**THE EXERCISE**
Which lines in the rows below contain the word "herd"? Pick out each of them and copy it in full.

** Start of INFORMATION SUPPLIED **

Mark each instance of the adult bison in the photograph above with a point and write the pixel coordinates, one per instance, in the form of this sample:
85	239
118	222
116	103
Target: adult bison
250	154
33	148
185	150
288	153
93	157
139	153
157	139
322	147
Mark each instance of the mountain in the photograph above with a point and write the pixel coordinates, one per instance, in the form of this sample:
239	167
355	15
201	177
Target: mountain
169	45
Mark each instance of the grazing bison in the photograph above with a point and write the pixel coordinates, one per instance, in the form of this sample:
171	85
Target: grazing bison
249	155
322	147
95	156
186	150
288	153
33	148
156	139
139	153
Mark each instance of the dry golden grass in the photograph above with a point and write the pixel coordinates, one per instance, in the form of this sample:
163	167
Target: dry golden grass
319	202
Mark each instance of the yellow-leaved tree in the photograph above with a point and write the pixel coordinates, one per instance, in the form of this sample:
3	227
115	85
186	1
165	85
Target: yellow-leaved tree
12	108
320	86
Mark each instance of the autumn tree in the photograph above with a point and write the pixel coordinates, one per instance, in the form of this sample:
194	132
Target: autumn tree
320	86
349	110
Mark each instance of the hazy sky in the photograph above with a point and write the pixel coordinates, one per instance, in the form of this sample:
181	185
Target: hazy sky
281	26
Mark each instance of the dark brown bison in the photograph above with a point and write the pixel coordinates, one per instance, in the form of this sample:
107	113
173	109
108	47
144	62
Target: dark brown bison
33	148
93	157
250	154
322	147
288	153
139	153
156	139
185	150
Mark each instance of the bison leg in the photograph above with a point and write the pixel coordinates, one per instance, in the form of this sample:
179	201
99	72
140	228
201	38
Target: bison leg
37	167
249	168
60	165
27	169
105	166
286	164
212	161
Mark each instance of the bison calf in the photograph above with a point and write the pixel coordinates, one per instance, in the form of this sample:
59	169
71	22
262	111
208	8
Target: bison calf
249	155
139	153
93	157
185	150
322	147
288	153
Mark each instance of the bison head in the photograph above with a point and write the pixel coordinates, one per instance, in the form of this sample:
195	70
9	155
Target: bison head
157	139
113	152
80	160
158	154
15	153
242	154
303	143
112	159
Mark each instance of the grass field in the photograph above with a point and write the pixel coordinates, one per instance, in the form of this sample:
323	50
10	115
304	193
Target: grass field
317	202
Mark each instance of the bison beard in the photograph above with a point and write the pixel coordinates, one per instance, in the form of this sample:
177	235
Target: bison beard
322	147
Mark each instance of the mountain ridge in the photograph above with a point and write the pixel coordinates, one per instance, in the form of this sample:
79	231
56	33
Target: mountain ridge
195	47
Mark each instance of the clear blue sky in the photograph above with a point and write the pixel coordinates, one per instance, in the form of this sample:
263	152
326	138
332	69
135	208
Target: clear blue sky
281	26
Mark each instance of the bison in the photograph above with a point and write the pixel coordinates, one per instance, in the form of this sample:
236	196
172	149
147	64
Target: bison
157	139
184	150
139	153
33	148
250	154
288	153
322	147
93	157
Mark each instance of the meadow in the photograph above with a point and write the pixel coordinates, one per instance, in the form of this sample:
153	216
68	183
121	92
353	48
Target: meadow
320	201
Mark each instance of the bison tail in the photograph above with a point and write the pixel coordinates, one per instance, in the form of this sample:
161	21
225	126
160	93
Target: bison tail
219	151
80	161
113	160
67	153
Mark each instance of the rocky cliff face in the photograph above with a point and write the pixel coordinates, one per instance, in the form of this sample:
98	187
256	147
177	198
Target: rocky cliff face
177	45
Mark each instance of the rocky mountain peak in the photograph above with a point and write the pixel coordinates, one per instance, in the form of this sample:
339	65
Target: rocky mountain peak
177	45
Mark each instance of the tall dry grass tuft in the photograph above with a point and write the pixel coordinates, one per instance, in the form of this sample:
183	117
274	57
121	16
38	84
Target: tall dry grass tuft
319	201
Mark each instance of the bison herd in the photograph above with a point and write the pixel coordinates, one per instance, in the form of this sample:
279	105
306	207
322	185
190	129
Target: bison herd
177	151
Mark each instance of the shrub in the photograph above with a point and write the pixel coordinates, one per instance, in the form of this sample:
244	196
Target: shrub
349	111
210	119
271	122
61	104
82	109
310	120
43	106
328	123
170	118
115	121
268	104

** End of INFORMATION SUPPLIED **
** Start of INFORMATION SUPPLIED **

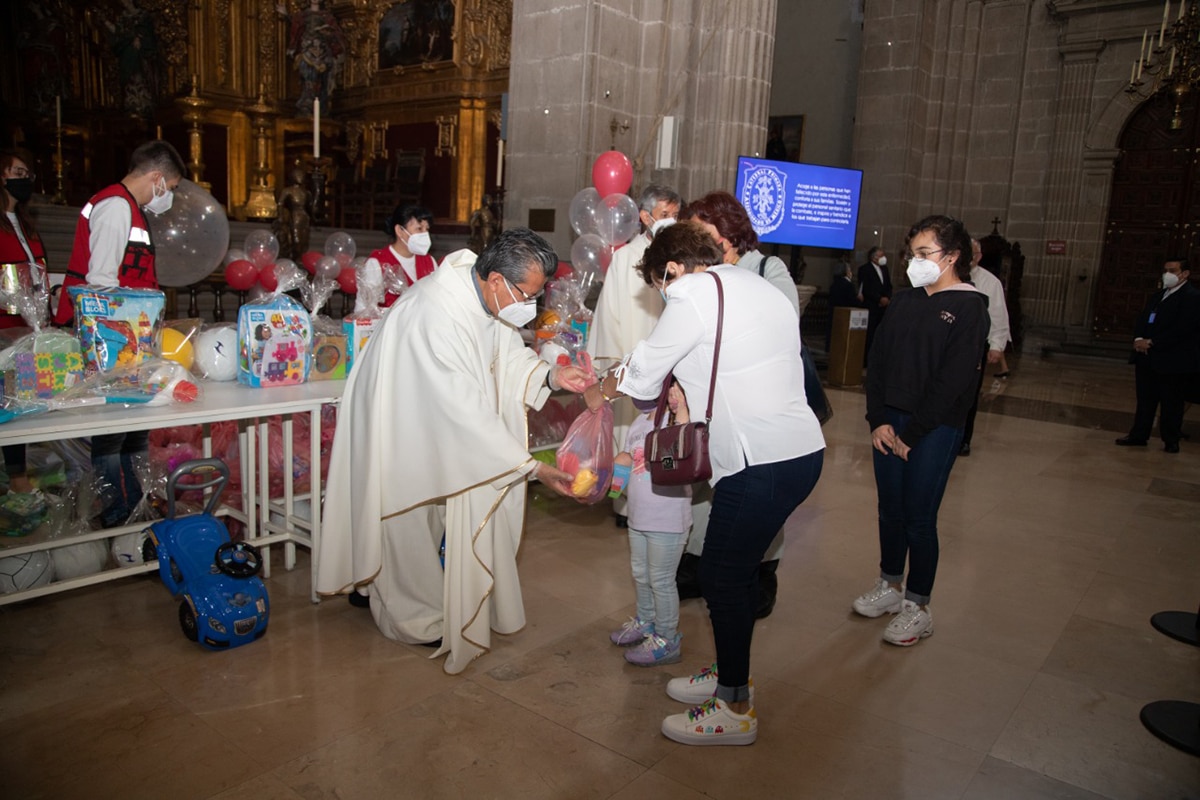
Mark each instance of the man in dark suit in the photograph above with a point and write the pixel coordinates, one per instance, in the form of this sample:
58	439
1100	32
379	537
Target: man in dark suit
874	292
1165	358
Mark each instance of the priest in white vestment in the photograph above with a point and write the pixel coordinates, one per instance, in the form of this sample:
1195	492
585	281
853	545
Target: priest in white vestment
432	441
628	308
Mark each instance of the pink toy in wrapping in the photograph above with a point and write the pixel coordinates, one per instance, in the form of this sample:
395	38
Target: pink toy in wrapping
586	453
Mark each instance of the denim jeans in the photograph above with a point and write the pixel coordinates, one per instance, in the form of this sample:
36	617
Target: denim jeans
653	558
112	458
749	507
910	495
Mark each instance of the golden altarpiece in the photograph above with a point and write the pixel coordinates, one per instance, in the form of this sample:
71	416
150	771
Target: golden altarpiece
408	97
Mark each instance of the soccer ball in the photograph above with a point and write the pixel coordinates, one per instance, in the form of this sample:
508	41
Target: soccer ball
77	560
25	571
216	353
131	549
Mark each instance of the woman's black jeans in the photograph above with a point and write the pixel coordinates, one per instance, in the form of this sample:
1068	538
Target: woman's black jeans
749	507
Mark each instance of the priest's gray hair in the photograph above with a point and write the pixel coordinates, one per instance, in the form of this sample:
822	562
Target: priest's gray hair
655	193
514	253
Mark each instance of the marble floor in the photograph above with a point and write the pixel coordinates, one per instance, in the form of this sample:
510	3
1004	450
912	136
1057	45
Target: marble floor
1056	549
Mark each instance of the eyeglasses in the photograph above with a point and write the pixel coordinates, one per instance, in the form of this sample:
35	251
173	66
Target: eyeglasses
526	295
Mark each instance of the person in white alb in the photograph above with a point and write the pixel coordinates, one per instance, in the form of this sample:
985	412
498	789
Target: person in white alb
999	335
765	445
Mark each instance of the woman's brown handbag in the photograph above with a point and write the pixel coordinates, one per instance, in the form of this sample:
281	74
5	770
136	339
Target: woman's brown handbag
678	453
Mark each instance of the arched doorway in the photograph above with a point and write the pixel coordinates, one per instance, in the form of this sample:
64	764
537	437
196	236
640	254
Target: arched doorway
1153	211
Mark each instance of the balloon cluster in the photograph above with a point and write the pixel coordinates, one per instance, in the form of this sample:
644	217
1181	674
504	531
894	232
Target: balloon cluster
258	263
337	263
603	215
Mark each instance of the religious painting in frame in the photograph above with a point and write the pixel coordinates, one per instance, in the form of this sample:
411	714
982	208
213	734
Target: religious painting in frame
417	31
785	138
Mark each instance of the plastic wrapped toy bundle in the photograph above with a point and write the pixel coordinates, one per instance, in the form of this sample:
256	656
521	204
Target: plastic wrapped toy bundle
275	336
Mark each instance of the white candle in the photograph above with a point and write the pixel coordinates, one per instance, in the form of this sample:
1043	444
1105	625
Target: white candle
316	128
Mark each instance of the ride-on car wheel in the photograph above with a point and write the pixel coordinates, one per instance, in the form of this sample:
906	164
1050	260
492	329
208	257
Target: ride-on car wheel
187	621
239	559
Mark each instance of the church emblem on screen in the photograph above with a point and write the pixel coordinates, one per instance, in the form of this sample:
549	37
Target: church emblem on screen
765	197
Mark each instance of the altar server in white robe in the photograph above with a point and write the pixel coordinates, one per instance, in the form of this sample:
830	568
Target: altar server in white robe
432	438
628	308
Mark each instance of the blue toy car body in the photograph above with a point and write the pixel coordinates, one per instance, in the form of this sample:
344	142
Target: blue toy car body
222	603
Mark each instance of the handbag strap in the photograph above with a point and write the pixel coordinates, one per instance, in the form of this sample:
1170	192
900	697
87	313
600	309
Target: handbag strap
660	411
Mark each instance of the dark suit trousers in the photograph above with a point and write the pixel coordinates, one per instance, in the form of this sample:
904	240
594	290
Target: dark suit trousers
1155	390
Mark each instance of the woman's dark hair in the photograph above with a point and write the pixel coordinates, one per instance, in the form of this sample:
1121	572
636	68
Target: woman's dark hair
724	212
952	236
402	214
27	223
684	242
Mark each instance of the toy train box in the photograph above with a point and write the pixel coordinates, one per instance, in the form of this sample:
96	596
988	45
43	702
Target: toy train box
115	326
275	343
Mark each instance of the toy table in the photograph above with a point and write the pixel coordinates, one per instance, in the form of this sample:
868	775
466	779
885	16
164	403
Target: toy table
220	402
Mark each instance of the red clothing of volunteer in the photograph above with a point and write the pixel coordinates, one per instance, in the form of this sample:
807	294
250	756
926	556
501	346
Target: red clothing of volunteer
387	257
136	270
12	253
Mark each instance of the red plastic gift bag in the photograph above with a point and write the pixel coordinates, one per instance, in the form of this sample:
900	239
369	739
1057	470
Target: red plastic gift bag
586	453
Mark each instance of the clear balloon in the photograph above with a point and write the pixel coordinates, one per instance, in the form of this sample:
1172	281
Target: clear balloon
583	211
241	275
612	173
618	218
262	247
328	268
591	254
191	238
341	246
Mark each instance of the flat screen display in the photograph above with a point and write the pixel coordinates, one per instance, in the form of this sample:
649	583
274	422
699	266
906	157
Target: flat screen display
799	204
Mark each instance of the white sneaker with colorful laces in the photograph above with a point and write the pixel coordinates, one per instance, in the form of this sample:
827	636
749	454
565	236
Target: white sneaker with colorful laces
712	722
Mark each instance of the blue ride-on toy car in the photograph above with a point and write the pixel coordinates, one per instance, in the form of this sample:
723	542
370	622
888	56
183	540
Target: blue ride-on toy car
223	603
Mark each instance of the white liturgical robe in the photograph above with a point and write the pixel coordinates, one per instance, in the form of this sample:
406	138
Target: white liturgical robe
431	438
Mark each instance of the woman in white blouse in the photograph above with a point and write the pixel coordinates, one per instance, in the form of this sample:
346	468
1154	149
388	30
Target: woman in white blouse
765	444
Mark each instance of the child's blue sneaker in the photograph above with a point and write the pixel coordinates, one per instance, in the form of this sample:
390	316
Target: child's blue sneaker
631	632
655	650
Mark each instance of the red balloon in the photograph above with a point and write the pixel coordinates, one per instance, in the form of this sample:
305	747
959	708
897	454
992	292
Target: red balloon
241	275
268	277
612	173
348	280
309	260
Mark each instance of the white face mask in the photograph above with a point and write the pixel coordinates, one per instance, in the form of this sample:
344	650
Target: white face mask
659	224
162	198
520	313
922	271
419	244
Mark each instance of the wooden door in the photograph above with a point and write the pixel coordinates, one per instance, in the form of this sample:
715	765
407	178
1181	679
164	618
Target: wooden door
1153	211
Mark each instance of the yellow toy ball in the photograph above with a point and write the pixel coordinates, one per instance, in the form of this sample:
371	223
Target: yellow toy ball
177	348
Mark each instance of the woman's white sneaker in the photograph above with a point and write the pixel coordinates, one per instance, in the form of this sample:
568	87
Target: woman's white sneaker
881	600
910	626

** End of INFORMATION SUPPLIED **

**EXPECTED ANSWER**
Mark each instance of the bison herd in the photograph above with a point and write the pixel coordinates, one per instance, in the form of this sample:
Target: bison herd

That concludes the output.